# Problem to work on
Count how many lines of the records below contain the string "surface", with uppercase and lowercase treated as different. Reply with the number alone.

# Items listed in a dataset
[Start]
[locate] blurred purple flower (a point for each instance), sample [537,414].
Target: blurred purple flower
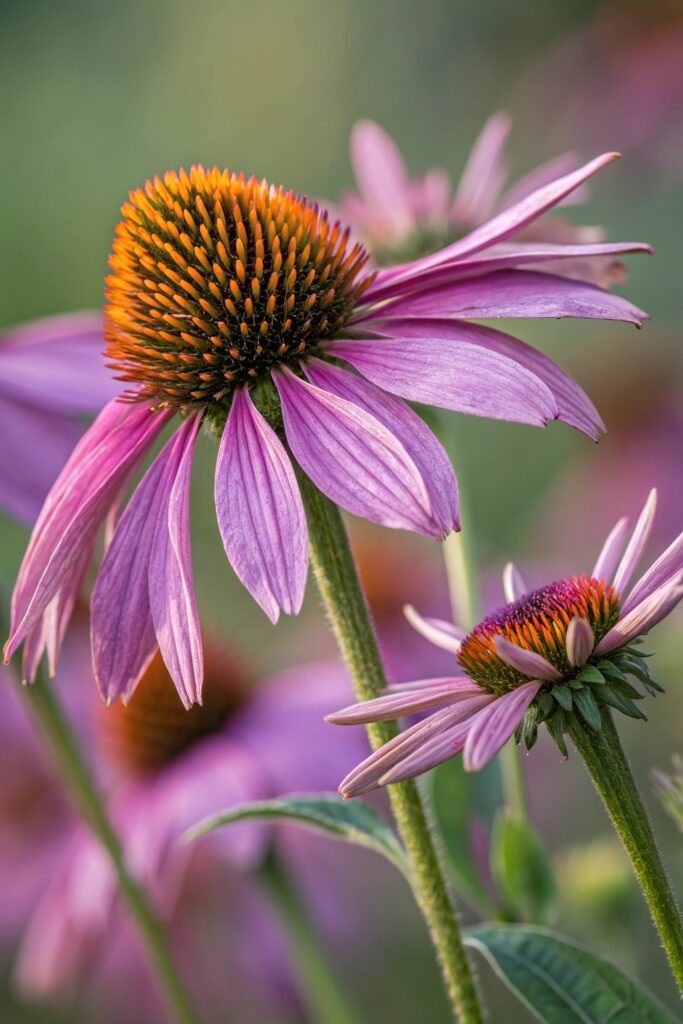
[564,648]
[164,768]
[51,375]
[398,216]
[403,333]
[End]
[Start]
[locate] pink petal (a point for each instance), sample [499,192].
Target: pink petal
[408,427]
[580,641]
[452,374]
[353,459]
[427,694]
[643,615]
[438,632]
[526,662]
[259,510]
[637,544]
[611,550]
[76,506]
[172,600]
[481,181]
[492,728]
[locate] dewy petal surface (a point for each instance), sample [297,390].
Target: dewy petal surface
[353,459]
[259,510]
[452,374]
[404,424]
[End]
# Full solution
2